Start Input data
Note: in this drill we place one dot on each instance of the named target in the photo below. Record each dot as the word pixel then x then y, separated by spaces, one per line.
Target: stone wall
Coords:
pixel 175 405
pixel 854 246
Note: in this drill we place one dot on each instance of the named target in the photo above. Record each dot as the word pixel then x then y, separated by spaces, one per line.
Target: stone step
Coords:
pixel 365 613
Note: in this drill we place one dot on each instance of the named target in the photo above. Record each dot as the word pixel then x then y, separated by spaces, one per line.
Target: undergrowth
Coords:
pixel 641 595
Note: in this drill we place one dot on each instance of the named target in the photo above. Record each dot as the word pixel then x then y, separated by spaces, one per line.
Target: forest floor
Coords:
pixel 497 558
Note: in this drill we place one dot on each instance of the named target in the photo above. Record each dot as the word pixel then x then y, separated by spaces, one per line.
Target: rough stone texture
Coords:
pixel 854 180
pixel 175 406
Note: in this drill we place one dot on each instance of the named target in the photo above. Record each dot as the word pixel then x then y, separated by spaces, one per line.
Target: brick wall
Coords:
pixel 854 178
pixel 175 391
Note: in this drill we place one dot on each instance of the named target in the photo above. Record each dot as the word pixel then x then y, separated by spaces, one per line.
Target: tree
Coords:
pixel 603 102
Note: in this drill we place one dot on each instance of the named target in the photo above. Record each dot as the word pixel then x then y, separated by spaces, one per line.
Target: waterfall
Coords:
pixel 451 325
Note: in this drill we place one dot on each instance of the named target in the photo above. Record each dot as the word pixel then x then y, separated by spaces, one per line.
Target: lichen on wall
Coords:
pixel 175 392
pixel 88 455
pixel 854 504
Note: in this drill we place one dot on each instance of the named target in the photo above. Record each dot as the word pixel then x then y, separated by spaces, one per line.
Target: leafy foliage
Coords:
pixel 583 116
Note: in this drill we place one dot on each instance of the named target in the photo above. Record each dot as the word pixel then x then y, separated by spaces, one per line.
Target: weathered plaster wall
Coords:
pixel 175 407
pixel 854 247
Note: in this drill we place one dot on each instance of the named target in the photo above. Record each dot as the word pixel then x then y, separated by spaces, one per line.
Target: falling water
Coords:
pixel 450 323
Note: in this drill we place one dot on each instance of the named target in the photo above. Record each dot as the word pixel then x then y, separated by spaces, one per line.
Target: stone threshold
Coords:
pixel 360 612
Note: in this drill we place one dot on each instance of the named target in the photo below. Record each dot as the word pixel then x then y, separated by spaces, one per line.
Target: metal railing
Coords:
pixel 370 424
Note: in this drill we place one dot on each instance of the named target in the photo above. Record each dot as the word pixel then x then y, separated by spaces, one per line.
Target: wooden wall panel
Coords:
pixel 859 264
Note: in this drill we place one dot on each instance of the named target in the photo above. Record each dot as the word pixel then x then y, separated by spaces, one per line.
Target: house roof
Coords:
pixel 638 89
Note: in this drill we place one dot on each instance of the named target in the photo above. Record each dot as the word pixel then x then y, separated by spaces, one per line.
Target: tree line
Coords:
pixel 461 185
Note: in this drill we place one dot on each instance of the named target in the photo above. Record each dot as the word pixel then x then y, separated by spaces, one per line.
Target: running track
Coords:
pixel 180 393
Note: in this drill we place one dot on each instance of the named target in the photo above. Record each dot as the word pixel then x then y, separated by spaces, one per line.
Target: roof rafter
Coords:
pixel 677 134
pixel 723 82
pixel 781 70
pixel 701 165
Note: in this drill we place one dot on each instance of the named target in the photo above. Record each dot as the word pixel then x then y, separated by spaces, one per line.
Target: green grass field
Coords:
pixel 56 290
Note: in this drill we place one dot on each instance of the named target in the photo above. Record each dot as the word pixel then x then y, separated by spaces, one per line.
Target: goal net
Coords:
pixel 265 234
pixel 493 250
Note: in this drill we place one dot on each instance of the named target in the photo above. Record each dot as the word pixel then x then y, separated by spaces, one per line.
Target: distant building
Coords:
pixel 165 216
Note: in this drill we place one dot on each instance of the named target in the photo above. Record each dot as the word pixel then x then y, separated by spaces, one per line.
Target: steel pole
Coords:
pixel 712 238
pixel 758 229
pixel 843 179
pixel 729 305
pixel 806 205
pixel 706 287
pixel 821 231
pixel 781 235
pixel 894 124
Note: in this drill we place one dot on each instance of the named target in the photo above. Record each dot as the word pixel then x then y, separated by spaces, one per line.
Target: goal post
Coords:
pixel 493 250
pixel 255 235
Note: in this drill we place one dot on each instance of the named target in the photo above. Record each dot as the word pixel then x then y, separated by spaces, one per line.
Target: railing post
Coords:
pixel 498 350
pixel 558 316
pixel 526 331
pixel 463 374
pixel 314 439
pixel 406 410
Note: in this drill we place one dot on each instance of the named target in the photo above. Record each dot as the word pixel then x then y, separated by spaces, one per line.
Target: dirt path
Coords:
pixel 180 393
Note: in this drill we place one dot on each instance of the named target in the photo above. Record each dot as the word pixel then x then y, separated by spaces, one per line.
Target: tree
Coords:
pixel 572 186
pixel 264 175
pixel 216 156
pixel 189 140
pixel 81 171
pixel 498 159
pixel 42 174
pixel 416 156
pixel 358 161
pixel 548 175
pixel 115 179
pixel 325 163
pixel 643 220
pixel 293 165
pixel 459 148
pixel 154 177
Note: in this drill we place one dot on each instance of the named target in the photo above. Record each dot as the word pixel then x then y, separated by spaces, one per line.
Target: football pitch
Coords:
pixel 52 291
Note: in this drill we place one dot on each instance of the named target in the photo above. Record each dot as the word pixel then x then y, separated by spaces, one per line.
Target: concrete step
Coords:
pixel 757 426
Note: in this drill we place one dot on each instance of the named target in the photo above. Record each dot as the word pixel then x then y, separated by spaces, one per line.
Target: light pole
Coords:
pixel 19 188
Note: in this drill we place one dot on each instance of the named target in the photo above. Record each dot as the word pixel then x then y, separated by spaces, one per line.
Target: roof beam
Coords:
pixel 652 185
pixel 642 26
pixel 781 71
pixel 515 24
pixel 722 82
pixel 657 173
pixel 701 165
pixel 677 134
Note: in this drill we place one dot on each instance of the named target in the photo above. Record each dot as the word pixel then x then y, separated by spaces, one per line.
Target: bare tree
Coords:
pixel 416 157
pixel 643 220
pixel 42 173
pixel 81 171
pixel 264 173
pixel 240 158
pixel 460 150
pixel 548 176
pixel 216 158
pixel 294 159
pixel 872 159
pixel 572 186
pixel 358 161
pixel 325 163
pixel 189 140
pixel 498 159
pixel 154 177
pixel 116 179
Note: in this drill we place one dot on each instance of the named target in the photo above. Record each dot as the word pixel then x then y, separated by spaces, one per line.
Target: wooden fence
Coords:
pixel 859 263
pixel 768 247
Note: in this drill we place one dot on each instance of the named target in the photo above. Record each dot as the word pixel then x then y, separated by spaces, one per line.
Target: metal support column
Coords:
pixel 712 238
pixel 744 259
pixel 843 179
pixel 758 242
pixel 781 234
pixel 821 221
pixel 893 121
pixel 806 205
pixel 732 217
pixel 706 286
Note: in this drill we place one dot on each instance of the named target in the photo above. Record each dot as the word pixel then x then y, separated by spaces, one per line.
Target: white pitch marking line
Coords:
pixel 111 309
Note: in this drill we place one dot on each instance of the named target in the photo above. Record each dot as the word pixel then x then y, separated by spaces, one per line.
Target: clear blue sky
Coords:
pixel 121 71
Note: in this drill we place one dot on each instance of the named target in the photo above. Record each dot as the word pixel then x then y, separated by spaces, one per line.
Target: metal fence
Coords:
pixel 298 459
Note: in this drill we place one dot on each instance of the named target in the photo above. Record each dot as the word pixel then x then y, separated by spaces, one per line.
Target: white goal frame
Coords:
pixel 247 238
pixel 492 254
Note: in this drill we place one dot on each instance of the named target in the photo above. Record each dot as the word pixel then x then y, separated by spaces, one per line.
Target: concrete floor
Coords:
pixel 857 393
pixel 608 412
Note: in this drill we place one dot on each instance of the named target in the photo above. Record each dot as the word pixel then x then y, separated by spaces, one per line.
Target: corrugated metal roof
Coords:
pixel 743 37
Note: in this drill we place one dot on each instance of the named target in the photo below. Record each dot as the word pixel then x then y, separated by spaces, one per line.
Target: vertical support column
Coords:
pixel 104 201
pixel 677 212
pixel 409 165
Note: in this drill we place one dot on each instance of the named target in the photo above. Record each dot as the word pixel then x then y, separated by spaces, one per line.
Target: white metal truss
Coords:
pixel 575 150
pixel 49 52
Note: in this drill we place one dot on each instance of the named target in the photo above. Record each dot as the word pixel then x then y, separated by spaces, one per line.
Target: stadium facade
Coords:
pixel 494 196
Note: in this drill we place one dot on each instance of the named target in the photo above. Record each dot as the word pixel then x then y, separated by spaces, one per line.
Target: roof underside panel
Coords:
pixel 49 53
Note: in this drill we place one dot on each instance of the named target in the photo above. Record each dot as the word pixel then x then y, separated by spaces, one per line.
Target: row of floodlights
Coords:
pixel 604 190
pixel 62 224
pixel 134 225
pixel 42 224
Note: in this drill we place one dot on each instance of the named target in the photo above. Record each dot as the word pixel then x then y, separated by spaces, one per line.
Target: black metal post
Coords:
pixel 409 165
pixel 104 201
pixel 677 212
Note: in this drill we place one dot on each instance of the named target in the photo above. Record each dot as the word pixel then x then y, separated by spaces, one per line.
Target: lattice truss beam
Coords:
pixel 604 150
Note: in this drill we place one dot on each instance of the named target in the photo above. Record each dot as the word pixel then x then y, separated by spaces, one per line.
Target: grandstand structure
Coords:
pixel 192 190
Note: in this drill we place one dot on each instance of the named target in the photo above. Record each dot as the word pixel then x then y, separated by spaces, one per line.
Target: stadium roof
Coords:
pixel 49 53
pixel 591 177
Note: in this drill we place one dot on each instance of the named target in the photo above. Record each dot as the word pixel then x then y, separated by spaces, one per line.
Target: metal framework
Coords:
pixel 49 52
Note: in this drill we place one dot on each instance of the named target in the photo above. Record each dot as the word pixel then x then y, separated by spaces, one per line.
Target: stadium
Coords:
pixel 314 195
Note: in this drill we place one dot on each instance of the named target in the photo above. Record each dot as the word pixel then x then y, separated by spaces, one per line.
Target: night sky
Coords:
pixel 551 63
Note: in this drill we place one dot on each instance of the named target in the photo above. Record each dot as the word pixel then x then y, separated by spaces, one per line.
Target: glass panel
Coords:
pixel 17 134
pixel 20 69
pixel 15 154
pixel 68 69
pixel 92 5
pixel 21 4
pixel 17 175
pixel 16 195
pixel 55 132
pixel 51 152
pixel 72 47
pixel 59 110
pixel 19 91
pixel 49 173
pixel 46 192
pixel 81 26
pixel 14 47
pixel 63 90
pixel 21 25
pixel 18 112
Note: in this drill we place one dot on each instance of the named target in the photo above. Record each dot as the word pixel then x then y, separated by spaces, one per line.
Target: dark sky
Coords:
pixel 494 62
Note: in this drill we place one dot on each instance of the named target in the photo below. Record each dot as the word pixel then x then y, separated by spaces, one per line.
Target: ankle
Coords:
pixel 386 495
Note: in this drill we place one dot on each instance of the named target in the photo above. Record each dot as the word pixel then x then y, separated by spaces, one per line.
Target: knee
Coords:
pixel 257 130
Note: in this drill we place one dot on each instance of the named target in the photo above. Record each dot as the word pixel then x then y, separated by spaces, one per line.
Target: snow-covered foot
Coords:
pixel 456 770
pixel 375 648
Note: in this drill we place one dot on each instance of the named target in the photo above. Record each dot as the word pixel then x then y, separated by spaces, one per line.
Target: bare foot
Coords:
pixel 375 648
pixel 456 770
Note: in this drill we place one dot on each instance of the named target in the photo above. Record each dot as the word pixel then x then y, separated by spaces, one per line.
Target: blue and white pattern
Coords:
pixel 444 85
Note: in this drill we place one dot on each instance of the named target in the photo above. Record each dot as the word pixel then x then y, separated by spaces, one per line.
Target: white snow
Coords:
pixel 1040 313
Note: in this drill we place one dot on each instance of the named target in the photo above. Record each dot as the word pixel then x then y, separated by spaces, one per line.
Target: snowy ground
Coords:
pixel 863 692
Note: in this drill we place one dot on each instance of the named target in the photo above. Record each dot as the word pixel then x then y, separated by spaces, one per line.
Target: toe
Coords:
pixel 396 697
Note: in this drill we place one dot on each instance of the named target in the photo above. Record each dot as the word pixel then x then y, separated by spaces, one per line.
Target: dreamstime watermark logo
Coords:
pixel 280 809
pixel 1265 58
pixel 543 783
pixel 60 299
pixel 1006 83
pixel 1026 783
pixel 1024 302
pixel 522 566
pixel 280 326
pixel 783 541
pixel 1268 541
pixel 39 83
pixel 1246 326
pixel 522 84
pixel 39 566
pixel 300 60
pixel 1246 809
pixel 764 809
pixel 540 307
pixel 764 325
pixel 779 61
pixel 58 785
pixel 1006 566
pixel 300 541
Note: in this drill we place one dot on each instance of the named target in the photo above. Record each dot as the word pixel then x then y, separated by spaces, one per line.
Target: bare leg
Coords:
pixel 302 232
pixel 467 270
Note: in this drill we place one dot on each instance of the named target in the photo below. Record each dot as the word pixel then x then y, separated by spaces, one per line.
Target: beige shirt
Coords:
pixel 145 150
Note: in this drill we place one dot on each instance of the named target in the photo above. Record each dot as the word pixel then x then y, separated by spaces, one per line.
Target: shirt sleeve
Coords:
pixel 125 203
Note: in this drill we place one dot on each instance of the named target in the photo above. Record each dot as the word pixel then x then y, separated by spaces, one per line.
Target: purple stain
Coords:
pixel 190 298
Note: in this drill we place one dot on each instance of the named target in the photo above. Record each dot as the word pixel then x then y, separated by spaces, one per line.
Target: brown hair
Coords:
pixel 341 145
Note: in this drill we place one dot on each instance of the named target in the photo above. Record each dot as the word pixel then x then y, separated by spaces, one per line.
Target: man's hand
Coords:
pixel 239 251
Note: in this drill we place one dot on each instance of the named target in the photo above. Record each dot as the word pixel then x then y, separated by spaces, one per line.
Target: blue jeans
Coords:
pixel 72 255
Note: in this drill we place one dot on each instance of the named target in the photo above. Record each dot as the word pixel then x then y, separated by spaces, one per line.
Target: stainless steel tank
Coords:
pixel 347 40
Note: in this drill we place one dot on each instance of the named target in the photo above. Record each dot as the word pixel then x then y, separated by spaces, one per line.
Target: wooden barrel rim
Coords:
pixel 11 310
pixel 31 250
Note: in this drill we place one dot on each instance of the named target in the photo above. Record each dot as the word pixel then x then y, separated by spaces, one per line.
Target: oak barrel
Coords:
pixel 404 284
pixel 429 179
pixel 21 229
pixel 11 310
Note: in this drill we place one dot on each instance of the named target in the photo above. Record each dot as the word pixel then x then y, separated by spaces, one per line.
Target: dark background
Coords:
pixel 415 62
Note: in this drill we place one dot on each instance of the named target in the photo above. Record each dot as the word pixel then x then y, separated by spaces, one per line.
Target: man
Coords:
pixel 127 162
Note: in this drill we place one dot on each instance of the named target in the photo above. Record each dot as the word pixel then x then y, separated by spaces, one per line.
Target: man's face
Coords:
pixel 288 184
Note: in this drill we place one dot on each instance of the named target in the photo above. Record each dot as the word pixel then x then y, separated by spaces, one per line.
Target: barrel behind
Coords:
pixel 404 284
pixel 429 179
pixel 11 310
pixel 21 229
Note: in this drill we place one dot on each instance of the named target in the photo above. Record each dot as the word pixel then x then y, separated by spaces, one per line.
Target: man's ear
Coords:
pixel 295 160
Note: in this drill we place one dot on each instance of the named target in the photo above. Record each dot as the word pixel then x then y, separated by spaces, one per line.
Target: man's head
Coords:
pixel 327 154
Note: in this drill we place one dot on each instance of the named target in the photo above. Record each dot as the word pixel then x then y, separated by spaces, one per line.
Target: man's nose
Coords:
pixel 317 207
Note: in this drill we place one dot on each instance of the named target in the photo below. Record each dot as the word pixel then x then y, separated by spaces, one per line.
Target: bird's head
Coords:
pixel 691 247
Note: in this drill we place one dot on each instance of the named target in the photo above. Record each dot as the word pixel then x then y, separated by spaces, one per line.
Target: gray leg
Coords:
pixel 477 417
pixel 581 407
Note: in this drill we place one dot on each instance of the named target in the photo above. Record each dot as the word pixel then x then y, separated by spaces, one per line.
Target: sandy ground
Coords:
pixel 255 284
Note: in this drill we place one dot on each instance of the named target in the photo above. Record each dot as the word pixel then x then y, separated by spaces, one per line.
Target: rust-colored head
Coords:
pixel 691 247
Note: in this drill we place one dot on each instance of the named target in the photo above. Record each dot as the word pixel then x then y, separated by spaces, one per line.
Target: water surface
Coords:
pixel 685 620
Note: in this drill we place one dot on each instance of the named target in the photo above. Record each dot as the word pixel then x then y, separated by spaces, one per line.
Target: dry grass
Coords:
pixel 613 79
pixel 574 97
End Input data
Aim of the task> Copy the entries above verbatim, starting at their first line and continuing through the line containing "pixel 603 102", with that line included.

Task solution>
Note: in this drill we place one dot on each instance of the named target in the photo below. Record each dot as the word pixel then x then y, separated by spaces, one per line.
Target: stone wall
Coords:
pixel 175 405
pixel 854 246
Note: in this drill we place one dot on each instance of the named target in the photo above. Record each dot as the word pixel then x then y, separated by spaces, one per line.
Target: stone step
Coords:
pixel 365 613
Note: in this drill we place one dot on each instance of the named target in the photo above. Record each dot as the word pixel then x then y, separated by spaces, one per line.
Target: undergrowth
Coords:
pixel 641 595
Note: in this drill we place one dot on each instance of the named target in the photo above. Record each dot as the word pixel then x then y, separated by spaces, one per line.
Target: forest floor
Coords:
pixel 497 558
Note: in this drill we place one dot on each instance of the named target in the photo above. Record each dot as the word pixel then x then y, separated by spaces, one per line.
Target: rough stone texture
Coords:
pixel 854 180
pixel 175 406
Note: in this drill we place one dot on each instance of the named target in the photo above. Record each dot as the word pixel then x then y, separated by spaces, one per line.
Target: brick wall
Coords:
pixel 854 178
pixel 175 391
Note: in this drill we place one dot on each instance of the named target in the photo above. Record each dot as the word pixel then x then y, separated by spaces, one per line.
Target: tree
Coords:
pixel 603 102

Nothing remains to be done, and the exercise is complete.